*** EXTRACTED RECORDS Section Begins ***

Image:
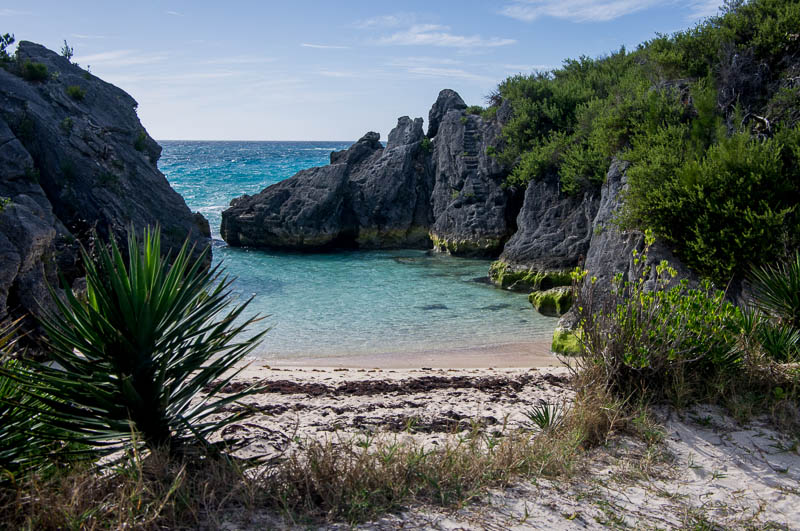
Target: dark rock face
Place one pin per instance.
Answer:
(611, 250)
(448, 100)
(70, 163)
(368, 197)
(405, 195)
(469, 205)
(554, 229)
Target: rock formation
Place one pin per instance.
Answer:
(73, 157)
(416, 192)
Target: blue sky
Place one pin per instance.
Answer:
(325, 70)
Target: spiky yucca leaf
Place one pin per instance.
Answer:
(152, 333)
(27, 443)
(777, 290)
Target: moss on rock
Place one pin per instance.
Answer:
(507, 277)
(566, 342)
(553, 302)
(479, 247)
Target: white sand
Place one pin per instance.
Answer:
(708, 469)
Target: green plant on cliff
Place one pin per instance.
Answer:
(707, 119)
(132, 357)
(34, 71)
(76, 92)
(662, 340)
(6, 40)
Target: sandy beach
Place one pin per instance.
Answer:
(500, 356)
(708, 469)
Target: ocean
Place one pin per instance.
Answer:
(352, 303)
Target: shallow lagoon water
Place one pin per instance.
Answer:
(351, 302)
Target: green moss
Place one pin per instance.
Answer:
(66, 124)
(140, 144)
(76, 92)
(553, 302)
(479, 247)
(506, 277)
(426, 145)
(566, 342)
(34, 71)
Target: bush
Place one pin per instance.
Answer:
(76, 92)
(133, 356)
(734, 206)
(6, 40)
(34, 71)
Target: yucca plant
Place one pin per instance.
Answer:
(545, 416)
(26, 442)
(132, 358)
(776, 290)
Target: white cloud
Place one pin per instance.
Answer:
(437, 35)
(387, 21)
(423, 61)
(447, 73)
(86, 37)
(575, 10)
(239, 60)
(120, 58)
(527, 68)
(14, 13)
(704, 8)
(324, 46)
(339, 74)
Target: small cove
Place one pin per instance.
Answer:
(351, 303)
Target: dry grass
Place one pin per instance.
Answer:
(356, 479)
(340, 479)
(151, 492)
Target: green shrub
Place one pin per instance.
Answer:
(34, 71)
(733, 207)
(669, 341)
(152, 333)
(76, 92)
(6, 40)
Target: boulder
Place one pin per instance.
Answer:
(368, 197)
(73, 157)
(554, 231)
(448, 100)
(412, 193)
(473, 213)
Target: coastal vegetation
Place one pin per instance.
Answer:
(124, 425)
(706, 117)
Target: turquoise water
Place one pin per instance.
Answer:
(352, 302)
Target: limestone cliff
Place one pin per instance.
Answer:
(443, 190)
(73, 157)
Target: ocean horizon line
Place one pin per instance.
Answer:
(207, 140)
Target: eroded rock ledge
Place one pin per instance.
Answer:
(73, 156)
(442, 190)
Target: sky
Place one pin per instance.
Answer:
(327, 70)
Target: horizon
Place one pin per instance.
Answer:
(312, 70)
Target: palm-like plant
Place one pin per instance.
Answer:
(776, 290)
(132, 357)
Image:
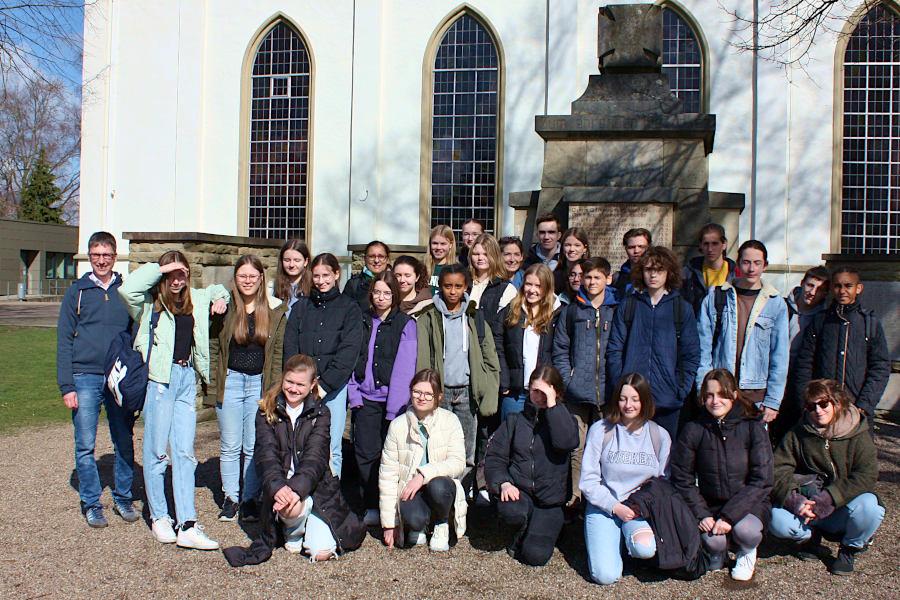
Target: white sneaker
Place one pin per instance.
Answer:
(744, 565)
(162, 530)
(440, 538)
(415, 538)
(196, 538)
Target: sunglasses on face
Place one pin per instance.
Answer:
(823, 404)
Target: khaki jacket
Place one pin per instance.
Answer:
(402, 456)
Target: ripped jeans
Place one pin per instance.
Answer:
(603, 536)
(170, 420)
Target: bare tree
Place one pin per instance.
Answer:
(40, 39)
(39, 115)
(784, 31)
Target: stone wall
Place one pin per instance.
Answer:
(211, 257)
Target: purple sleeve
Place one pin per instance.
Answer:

*** EXTRACTED RECORDS Section Ends ***

ACTIVITY:
Scan the data above and copy each line containing the word "plant".

TASK OUTPUT:
Target: green plant on cliff
Target: yucca plant
Target: palm-like plant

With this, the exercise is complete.